▶ [Text segment]

——

A Cloud Function enqueues two tasks to Cloud Tasks: one to be handled by  App Engine, another to be handled by Cloud Run.

Cloud Tasks is a little stateful

Adam Ross
Google Cloud - Community

--

Serverless products like Cloud Run are intended to host stateless services, allowing amazing horizontal scaling. External services like Firestore and Cloud Storage are often used to bring “state” back into the picture. In this post I’ll explore how Cloud Tasks can bring bits of statefulness to your application architecture for those use cases where a queueing system can help.

In this post I’m using the newly GA’d Cloud Tasks HTTP Targets, which allows each task you create to be configured for delivery to a web service. For a more general introduction to Cloud Tasks, go read Asynchronous Code Execution with Google Cloud Tasks then come back.

Applying “Stateful” to a Queue?

The premise of a queuing system is that information goes in, and eventually disappears when the work is done. Before explaining in more detail how this applies in Cloud Tasks, let’s talk definitions:

From Wikipedia and TechTarget:

a system is described as stateful if it is designed to remember preceding events or user interactions; the remembered information is called the state of the system.

While Cloud Tasks is not going to indefinitely remember preceding events, it does remember data from these events after they have otherwise been discarded by stateless components of the system, such as your Cloud Function or Cloud Run service. Let’s explore how Cloud Tasks uses this otherwise forgotten information.

Cloud Tasks supports task-specific properties

In Cloud Tasks, you create a task which represents a bit of work to be done later at a pace determined by the configuration of a particular queue. Each task can carry unique properties which propagates details of the current request into the queue. This allows you to skip storing the data of this work item in a database.

Sequence Diagram: Cloud Run can create Cloud Tasks which carry custom HTTP parameters propagated to the task handler.
Unique request properties pass outside the lifetime of the Cloud Run process, and propagate to the Cloud Tasks handler in App Engine. Diagram created on https://bramp.github.io/js-sequence-diagrams/

When you create a task, you are defining an HTTPS request which will be dispatched to a handler which processes the request. That handler can pull anything out of the HTTP request, and use that to look up data in other systems.

——

▶ [Aim of the exercise]
In the Cloud Tasks post, what does a task created in Cloud Tasks represent? Rely only on the Cloud Tasks post for your answer.

▶ [Records supplied]
——

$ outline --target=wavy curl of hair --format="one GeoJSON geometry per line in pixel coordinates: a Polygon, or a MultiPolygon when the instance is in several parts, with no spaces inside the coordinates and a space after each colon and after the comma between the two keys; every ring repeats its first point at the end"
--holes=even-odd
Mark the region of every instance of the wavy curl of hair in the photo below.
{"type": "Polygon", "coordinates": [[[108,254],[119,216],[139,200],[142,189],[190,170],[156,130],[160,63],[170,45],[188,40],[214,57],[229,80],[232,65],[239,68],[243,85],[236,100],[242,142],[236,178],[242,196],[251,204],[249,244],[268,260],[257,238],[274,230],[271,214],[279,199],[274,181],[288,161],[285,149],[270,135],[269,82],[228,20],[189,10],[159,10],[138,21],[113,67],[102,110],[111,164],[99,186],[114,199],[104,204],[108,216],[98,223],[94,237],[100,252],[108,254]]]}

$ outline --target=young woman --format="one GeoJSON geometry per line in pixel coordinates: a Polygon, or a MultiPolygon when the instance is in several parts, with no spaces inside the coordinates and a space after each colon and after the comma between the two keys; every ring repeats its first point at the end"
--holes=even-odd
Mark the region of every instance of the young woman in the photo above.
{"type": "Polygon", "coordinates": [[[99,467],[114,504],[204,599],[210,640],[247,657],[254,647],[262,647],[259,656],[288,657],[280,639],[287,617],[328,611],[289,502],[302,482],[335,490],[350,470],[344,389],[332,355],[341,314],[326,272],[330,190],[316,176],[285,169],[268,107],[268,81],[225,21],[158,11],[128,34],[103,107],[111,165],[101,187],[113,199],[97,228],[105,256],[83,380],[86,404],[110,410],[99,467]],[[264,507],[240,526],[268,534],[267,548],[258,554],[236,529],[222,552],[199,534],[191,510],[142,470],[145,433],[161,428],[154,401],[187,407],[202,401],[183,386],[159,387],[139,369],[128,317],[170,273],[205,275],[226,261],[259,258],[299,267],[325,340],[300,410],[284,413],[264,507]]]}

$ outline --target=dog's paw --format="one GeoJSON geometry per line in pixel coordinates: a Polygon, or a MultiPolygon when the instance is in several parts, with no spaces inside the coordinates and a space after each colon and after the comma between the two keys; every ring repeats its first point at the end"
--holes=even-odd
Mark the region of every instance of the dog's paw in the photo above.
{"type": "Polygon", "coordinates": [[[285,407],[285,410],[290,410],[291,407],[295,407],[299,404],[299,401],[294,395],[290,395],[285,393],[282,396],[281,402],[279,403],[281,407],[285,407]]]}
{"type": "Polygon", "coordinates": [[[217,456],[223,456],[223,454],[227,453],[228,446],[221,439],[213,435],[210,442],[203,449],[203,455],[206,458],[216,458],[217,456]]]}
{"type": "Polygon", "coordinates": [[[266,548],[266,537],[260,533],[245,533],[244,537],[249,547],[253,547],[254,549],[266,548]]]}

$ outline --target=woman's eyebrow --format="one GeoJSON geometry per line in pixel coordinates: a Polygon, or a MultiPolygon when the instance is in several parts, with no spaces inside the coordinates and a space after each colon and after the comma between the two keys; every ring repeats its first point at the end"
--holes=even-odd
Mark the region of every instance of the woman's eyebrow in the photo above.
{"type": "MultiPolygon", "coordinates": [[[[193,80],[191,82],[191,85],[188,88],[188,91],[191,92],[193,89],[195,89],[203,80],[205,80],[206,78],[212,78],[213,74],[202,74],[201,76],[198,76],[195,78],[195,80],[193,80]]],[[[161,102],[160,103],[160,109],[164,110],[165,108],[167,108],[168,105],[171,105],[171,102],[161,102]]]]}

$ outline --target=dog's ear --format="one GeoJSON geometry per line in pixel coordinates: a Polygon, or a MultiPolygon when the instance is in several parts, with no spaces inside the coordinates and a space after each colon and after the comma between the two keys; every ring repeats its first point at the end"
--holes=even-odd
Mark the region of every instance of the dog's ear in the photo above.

——

▶ [Exercise response]
A bit of work to be done later at a pace determined by the configuration of a particular queue.